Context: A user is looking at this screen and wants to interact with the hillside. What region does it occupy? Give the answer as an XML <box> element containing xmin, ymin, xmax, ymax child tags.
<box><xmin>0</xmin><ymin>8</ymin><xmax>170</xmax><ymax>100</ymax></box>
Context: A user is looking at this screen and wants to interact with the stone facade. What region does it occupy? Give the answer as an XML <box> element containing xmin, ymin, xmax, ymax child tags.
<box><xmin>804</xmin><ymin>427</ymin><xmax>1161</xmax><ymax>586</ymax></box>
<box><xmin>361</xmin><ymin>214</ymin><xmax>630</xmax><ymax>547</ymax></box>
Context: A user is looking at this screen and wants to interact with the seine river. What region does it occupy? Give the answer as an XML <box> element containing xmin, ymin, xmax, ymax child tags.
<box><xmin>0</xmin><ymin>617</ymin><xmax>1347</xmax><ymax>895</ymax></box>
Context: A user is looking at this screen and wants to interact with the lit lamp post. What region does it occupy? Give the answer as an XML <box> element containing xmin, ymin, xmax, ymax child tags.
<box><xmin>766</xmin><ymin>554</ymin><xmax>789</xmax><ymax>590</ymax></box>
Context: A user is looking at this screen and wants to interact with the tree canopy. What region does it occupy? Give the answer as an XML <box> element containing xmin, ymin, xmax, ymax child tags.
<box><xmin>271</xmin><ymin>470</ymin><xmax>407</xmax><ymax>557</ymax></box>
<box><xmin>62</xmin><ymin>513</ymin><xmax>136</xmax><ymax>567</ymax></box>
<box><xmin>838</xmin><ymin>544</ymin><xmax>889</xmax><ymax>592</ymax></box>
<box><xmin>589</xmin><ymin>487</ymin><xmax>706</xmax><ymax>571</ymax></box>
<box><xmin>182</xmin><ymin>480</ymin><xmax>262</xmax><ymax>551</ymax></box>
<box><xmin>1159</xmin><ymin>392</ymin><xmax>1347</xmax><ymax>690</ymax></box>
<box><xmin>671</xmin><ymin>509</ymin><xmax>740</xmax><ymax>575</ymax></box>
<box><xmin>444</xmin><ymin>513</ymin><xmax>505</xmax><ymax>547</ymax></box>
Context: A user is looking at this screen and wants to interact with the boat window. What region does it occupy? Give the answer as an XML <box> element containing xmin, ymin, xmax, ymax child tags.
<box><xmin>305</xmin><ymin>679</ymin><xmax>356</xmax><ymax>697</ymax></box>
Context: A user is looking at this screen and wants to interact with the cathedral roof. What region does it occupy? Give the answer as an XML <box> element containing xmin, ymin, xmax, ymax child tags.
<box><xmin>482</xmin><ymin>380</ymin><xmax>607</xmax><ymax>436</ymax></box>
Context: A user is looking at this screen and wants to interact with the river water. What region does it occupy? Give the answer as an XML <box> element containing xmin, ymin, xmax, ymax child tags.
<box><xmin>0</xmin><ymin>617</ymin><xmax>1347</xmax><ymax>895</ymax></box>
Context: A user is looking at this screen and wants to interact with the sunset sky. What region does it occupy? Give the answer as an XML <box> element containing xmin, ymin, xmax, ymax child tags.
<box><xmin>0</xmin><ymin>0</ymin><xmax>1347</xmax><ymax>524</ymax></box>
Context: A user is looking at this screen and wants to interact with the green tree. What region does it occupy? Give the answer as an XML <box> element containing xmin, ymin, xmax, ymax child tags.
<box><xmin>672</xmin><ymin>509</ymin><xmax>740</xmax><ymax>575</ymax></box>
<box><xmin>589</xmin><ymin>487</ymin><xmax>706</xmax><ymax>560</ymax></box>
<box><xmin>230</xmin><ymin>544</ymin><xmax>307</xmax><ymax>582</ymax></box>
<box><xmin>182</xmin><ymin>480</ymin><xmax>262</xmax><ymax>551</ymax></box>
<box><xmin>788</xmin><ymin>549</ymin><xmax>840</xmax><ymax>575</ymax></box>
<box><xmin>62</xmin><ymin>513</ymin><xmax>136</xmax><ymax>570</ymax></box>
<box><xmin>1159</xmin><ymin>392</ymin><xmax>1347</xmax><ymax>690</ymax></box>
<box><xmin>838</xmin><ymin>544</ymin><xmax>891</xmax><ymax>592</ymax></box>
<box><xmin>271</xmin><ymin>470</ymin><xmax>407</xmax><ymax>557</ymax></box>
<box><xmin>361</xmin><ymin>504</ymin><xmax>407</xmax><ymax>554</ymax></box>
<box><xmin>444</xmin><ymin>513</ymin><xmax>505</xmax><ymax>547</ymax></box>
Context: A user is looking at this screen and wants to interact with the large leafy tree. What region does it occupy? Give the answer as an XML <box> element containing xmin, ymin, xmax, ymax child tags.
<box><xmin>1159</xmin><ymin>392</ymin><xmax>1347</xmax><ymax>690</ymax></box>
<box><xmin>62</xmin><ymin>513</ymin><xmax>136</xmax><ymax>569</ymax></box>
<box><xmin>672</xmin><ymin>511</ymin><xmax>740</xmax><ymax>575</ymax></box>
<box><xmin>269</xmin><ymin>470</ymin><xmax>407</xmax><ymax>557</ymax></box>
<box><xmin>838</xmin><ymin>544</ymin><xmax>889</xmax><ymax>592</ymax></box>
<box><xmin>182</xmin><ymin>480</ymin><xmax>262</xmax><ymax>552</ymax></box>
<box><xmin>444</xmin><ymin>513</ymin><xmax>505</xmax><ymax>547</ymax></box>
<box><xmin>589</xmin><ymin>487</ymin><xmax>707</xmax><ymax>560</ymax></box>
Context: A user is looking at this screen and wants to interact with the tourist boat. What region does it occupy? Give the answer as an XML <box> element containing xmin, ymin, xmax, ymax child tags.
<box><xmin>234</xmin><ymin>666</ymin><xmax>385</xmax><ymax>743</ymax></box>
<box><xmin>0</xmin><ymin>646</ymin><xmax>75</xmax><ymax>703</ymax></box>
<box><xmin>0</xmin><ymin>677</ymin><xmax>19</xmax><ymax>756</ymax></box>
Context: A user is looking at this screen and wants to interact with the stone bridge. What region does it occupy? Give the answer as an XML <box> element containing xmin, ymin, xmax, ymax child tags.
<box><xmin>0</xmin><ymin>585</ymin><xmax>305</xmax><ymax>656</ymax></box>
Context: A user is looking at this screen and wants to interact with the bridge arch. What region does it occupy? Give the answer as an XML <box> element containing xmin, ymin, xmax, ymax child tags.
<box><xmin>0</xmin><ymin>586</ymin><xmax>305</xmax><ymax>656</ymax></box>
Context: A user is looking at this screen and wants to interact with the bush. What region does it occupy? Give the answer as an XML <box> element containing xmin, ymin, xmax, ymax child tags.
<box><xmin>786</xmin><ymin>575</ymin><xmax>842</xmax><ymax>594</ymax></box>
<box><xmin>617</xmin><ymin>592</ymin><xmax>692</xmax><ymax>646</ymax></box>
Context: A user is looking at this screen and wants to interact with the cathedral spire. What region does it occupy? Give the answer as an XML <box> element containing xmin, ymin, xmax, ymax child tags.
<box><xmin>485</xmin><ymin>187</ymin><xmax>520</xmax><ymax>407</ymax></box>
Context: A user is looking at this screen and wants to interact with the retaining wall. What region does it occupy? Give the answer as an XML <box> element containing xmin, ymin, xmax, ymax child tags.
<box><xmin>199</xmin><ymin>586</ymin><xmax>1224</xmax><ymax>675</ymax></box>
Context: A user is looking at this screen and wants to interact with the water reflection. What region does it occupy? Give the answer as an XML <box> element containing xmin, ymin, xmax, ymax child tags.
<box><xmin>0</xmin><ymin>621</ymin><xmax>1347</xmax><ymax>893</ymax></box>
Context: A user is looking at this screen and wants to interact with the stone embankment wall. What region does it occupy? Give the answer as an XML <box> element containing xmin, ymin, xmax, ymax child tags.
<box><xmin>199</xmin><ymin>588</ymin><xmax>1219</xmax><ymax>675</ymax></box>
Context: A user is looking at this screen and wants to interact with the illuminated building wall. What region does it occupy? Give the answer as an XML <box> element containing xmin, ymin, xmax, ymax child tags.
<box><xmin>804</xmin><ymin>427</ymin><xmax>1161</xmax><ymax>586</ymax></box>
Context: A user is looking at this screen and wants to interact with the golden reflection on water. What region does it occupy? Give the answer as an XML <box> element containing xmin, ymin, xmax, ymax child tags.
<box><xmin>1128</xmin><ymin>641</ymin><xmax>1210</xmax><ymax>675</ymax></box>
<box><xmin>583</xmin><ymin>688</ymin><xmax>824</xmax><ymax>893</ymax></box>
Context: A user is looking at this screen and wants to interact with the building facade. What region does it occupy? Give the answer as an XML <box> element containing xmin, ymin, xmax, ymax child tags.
========================
=== To do ===
How many lines of the records contain the word "wall"? Tally them and give only the number.

=== Solution for this task ===
3